[Data extracts — start]

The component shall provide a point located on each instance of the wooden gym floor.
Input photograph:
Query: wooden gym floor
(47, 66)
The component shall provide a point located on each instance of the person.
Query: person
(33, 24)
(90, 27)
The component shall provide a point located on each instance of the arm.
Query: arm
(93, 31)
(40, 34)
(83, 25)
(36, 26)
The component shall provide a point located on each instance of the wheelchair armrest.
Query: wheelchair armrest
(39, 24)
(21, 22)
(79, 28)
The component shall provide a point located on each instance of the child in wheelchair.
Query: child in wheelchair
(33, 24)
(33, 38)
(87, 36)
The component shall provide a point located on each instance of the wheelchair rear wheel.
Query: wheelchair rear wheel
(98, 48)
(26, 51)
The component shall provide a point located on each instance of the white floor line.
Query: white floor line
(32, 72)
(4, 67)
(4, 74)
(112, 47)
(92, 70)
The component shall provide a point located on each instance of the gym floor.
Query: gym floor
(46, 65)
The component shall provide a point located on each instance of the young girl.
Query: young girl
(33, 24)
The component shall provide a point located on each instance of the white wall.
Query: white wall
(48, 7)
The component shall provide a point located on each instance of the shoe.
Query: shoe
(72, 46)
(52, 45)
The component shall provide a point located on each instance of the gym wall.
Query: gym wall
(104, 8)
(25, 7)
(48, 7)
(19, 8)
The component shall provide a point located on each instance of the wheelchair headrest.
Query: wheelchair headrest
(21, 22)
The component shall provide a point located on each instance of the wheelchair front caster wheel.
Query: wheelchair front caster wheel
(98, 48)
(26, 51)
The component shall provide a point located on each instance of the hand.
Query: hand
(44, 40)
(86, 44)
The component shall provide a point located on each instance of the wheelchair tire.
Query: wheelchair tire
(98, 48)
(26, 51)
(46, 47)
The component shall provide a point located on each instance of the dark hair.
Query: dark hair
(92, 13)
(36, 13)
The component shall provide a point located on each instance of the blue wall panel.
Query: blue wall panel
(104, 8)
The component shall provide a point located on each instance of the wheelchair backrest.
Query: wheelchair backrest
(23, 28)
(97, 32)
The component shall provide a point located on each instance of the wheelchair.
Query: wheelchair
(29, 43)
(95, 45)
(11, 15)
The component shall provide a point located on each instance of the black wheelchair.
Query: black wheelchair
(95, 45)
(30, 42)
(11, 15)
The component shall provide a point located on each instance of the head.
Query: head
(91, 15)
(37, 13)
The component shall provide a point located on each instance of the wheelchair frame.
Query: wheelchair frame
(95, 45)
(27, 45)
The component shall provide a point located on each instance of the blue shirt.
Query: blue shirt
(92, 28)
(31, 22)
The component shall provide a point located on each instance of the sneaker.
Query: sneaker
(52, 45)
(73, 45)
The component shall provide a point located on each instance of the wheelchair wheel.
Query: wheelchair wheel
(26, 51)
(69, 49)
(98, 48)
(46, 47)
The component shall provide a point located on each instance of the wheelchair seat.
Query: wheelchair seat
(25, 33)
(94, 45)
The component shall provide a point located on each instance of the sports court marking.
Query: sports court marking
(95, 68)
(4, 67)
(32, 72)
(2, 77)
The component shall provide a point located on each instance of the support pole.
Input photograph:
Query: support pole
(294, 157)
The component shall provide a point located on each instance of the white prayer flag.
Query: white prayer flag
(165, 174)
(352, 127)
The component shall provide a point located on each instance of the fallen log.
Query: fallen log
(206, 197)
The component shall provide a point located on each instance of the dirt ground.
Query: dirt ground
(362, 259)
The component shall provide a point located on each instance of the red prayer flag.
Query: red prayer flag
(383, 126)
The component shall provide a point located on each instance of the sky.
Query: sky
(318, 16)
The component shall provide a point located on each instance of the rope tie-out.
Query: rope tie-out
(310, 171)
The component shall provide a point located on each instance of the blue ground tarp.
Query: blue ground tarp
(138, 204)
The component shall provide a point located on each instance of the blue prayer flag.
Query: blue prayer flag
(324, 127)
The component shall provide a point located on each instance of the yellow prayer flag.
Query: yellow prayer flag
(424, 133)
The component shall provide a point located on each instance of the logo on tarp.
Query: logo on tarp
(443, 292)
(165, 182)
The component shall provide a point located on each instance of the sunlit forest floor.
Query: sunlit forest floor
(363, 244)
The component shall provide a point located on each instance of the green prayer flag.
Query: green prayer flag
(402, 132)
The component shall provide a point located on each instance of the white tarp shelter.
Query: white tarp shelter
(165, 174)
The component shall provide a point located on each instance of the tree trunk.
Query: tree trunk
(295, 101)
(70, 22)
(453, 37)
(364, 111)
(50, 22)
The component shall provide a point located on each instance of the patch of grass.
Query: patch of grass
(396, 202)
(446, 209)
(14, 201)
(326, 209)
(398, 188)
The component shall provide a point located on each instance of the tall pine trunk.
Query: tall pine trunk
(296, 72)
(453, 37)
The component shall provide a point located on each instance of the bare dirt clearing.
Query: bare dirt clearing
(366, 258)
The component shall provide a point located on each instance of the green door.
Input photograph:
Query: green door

[Data extracts — finish]

- _Task statement_:
Filter the material for the word "door" and copy each matching line.

- _Output_:
The component shall provide a point located on each instance of the green door.
Query: green door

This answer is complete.